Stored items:
<<<<

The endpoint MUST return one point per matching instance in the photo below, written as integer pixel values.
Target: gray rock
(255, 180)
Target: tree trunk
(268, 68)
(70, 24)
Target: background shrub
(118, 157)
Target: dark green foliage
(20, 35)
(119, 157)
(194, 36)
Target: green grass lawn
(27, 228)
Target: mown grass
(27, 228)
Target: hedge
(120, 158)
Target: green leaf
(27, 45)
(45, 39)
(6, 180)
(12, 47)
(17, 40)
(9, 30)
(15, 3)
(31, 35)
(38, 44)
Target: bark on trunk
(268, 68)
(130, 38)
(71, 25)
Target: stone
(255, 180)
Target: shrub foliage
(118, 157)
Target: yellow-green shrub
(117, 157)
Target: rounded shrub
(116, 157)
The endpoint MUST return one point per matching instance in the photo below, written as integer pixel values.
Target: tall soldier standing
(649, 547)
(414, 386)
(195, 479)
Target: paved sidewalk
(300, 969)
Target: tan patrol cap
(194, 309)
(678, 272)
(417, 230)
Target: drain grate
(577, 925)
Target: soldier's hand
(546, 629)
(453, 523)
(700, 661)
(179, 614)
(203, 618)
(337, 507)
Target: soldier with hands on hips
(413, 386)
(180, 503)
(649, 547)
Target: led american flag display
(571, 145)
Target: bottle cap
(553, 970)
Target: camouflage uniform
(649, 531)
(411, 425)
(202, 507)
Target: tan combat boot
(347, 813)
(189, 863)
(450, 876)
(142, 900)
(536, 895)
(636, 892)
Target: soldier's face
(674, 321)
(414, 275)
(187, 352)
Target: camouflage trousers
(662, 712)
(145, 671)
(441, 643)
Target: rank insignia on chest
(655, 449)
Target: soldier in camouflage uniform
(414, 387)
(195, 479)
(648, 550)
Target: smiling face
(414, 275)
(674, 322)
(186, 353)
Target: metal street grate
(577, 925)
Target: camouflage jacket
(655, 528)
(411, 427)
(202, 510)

>>>>

[Directive]
Can you lay out the rows above as a JSON list of strings, one string per line, with blank lines omitted?

[Reply to the exercise]
[
  "The endpoint MUST return one point per matching instance in the photo below, written as integer pixel values.",
  "Target: gray rock",
  "(255, 180)",
  "Target: tree trunk",
  "(268, 68)",
  "(70, 24)",
  "Target: background shrub",
  "(118, 157)",
  "Target: dark green foliage",
  "(20, 35)",
  "(119, 157)",
  "(194, 36)",
  "Target: green grass lawn",
  "(27, 228)",
  "Target: mown grass",
  "(27, 228)",
  "Target: hedge",
  "(120, 158)",
  "Target: green leaf",
  "(27, 45)",
  "(45, 39)",
  "(6, 180)",
  "(12, 47)",
  "(17, 40)",
  "(9, 30)",
  "(15, 3)",
  "(31, 35)",
  "(38, 44)",
  "Target: bark on trunk",
  "(268, 68)",
  "(130, 38)",
  "(71, 25)",
  "Target: stone",
  "(255, 180)",
  "Target: shrub foliage",
  "(118, 157)",
  "Target: yellow-green shrub",
  "(117, 157)",
  "Target: rounded shrub",
  "(116, 157)",
  "The endpoint MUST return one point per matching instance in the photo below, written as integer pixel values.",
  "Target: tall soldier standing",
  "(649, 547)",
  "(414, 386)",
  "(195, 479)",
  "Target: paved sidewalk",
  "(300, 969)",
  "Target: tan patrol cap",
  "(194, 309)",
  "(678, 272)",
  "(417, 230)",
  "Target: drain grate",
  "(577, 925)",
  "Target: soldier's hand",
  "(546, 629)",
  "(453, 523)",
  "(700, 661)",
  "(179, 614)",
  "(203, 618)",
  "(337, 507)",
  "Target: soldier with hands on hips",
  "(413, 386)",
  "(180, 503)",
  "(649, 547)",
  "Target: led american flag display",
  "(571, 145)",
  "Target: bottle cap",
  "(553, 970)",
  "Target: camouflage uniform",
  "(649, 531)",
  "(411, 425)",
  "(202, 507)",
  "Target: tan combat boot",
  "(347, 813)",
  "(189, 863)",
  "(450, 876)",
  "(142, 900)",
  "(536, 895)",
  "(636, 892)",
  "Target: soldier's face",
  "(674, 321)",
  "(414, 275)",
  "(187, 352)",
  "Target: camouflage trousers",
  "(662, 712)",
  "(145, 671)",
  "(441, 643)",
  "Target: rank insignia on chest",
  "(655, 449)",
  "Target: soldier in camouflage uniform",
  "(414, 387)",
  "(195, 479)",
  "(648, 550)",
  "Target: smiling face",
  "(414, 275)",
  "(674, 322)",
  "(186, 353)",
  "Target: metal street grate",
  "(577, 925)",
  "Target: camouflage jacket",
  "(655, 528)",
  "(411, 427)",
  "(202, 510)"
]